===== Record set =====

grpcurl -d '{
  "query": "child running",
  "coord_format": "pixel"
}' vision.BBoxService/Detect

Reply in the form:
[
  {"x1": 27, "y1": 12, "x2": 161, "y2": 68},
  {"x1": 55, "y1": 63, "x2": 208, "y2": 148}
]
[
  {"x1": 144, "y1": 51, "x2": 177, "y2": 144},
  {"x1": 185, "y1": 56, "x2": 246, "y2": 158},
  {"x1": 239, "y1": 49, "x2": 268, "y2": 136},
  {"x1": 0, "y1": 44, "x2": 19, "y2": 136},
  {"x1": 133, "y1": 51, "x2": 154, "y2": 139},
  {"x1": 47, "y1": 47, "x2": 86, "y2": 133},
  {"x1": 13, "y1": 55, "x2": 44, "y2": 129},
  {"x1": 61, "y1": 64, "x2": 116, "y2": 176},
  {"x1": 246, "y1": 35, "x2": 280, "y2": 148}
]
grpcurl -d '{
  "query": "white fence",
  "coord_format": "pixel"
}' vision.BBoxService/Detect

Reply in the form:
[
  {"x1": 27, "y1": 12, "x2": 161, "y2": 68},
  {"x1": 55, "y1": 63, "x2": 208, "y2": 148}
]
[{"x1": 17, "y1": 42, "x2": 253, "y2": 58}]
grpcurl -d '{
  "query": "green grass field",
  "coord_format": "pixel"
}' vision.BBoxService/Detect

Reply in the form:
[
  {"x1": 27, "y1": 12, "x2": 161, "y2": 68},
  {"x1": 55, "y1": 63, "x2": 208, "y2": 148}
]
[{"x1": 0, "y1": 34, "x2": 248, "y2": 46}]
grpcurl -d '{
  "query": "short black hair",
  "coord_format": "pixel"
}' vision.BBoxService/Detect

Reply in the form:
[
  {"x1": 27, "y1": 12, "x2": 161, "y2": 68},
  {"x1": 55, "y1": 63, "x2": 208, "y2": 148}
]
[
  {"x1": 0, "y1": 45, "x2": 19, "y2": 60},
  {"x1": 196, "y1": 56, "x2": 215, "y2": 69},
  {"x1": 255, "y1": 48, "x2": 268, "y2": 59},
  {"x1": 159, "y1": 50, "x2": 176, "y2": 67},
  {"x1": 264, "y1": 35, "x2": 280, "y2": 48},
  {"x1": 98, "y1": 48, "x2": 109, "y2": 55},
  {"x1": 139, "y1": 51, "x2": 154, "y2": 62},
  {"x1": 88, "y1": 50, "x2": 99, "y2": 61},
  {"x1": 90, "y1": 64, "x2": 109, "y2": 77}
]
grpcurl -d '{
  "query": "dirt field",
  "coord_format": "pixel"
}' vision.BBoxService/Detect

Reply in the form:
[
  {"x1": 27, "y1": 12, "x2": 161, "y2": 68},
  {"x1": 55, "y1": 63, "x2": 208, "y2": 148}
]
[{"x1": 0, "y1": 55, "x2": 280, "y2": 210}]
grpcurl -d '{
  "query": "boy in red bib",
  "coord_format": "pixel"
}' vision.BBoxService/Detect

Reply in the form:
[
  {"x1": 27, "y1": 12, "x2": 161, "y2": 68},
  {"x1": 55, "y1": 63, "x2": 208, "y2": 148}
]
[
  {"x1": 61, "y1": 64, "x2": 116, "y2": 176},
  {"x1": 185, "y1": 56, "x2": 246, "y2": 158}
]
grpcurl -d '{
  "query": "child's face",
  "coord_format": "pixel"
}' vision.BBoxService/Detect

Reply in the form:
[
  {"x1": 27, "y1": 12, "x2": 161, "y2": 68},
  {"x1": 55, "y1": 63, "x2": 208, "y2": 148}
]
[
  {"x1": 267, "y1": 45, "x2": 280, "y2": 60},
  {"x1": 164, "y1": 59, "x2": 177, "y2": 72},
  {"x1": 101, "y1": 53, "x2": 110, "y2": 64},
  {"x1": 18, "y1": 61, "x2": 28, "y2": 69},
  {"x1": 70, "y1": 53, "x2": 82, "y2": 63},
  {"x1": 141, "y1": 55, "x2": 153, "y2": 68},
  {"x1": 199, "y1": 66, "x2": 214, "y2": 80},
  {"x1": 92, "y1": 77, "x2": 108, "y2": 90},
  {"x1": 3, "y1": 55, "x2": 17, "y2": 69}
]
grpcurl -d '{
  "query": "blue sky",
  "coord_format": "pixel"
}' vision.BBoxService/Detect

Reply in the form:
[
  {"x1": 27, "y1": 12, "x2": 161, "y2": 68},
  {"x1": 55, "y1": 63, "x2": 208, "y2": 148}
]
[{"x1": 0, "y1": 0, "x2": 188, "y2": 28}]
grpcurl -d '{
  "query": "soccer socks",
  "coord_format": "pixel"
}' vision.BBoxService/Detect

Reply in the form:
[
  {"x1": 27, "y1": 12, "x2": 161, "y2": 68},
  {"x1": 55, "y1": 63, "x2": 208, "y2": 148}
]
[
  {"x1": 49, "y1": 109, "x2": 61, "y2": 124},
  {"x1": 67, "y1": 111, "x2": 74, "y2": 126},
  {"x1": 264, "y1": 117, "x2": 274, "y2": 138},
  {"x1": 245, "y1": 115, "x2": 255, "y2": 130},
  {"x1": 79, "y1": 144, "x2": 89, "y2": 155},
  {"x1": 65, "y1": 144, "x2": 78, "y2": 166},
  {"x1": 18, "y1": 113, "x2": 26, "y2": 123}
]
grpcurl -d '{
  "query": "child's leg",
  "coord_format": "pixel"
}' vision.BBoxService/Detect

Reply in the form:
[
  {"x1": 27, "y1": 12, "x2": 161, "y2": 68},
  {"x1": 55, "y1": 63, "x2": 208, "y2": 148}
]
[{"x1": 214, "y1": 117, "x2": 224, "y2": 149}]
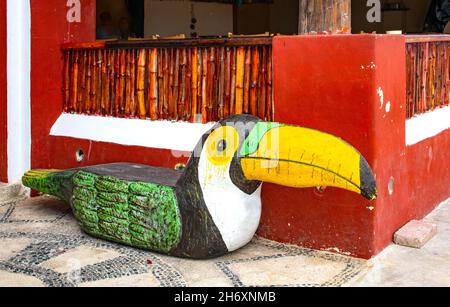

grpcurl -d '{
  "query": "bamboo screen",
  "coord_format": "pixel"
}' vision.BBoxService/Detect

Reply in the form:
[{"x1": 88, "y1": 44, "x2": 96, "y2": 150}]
[
  {"x1": 406, "y1": 37, "x2": 450, "y2": 118},
  {"x1": 63, "y1": 39, "x2": 273, "y2": 123}
]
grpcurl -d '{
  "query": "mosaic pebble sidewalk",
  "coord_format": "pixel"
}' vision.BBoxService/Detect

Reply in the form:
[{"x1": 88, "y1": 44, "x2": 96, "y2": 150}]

=====

Short exercise
Which lines of the entries above contain the word "field"? Show every one of them, matching case exactly.

Complete response
  "query": "green grass field",
  "query": "dirt field",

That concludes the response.